Requisiti delle consegne:
a) Secondo l'estratto della pagina, a partire da quando i compositori sostennero con sempre maggiore frequenza che le alterazioni dovevano essere sempre scritte?
b) Raccogli tutte le righe dell'elenco che contengono la stringa "background", distinguendo tra maiuscole e minuscole.

Estratto della pagina:
========
Sin dall’inizio dell’XI secolo i musicisti europei hanno avuto a loro disposizione tutto ciò che era necessario per segnare l’altezza delle note senza alcuna ambiguità. Nonostante ciò, sino alla fine del Rinascimento ed anche oltre, i compositori di polifonia vocale, non si preoccupavano di annotare ogni alterazione richiesta. Sapevano che alcune alterazioni potevano essere lasciate fuori dalla notazione, dal momento che i cantanti le avrebbero eseguite in maniera giusta ed appropriata in ogni caso. Sappiamo dell’esistenza di questa pratica dalle rare ma esplicite dichiarazioni dei teorici del tempo, come ad esempio quell’autore che verso la fine del XIV secolo affermò che ‘in generale, non è necessario annotare [le alterazioni]’. Apprendiamo inoltre che, sebbene non ci fosse stato un accordo che prevedesse esattamente cosa segnare, la maggior parte dei musicisti scrisse alcune alterazioni, ma, al contempo, ne lasciò fuori altre. C’era una tendenza, infatti, a non trascrivere in particolare quelle alterazioni necessarie per evitare i tritoni melodici e quelle tipiche delle progressioni cadenzali. Dal primi anni del XVI secolo in poi i compositori hanno comunque sostenuto, con sempre maggiore frequenza, che le alterazioni dovevano essere sempre scritte.

I teorici ci spiegano comunque perché alcune alterazioni sono state annotate mentre altre no. Poiché molte alterazioni erano implicite, come questione di convenzione nel contesto musicale, i compositori potevano contare sull’abilità dei cantanti per eseguirle correttamente, indipendentemente dal fatto che fossero scritte o meno. Lasciarle fuori dalla notazione non era necessario ma nemmeno proibito. Poiché non in tutti i contesti serviva indicare le alterazioni con la stessa medesima chiarezza, si poteva decidere di indicarne alcune anche se, in senso stretto, sarebbero state ridondanti. (Nei libri corali o nei libri delle parti si trovano più facilmente le alterazioni usate nel contesto melodico e nelle formule cadenzali mentre è più difficile trovare quelle indicanti una relazione verticale).
========
Materiale fornito:

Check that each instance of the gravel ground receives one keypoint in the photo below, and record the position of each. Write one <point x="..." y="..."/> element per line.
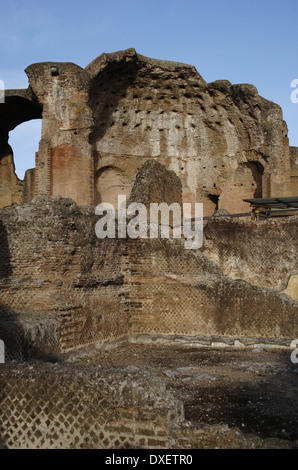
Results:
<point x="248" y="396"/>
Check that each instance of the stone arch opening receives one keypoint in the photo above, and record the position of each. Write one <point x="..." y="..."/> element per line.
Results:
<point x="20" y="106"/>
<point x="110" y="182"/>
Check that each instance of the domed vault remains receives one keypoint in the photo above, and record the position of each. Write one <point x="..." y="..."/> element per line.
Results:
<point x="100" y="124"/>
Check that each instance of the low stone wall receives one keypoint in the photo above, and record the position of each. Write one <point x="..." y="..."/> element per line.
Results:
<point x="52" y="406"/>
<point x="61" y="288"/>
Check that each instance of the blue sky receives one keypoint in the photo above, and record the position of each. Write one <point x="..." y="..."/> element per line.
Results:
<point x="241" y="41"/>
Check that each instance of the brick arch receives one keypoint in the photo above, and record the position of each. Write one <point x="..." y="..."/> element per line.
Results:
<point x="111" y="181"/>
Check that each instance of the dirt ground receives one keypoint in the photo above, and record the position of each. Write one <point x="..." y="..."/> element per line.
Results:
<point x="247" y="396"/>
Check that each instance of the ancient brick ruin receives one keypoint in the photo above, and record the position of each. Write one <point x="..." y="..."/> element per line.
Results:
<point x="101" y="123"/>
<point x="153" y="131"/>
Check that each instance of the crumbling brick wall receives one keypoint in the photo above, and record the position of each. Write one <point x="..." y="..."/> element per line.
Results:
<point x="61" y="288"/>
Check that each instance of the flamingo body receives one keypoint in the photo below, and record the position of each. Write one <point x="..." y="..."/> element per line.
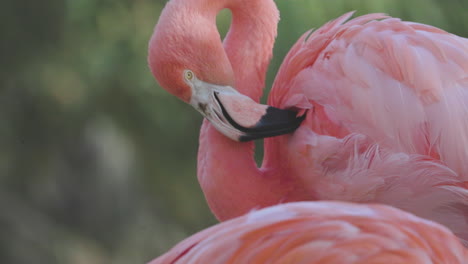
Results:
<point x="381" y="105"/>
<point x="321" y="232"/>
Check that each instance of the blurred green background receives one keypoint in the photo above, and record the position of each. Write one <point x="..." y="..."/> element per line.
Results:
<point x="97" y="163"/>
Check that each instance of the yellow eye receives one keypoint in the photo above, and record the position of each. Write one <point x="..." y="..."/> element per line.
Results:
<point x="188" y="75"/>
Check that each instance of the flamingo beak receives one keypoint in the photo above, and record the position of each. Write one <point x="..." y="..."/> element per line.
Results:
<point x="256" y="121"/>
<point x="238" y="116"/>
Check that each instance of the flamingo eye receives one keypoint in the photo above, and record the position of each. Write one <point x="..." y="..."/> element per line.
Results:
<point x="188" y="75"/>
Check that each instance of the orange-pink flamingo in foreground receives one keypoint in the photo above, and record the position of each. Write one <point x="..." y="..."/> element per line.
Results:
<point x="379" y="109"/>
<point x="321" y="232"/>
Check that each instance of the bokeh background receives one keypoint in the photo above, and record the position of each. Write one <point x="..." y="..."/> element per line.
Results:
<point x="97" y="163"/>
========
Risposte alle consegne:
a) Dai primi anni del XVI secolo in poi.

b)
Check that each instance of the blurred green background receives one keypoint in the photo above, and record the position of each. Write one <point x="..." y="..."/> element per line.
Check that each instance of the bokeh background receives one keypoint in the photo above, and record the position of each. Write one <point x="..." y="..."/> element per line.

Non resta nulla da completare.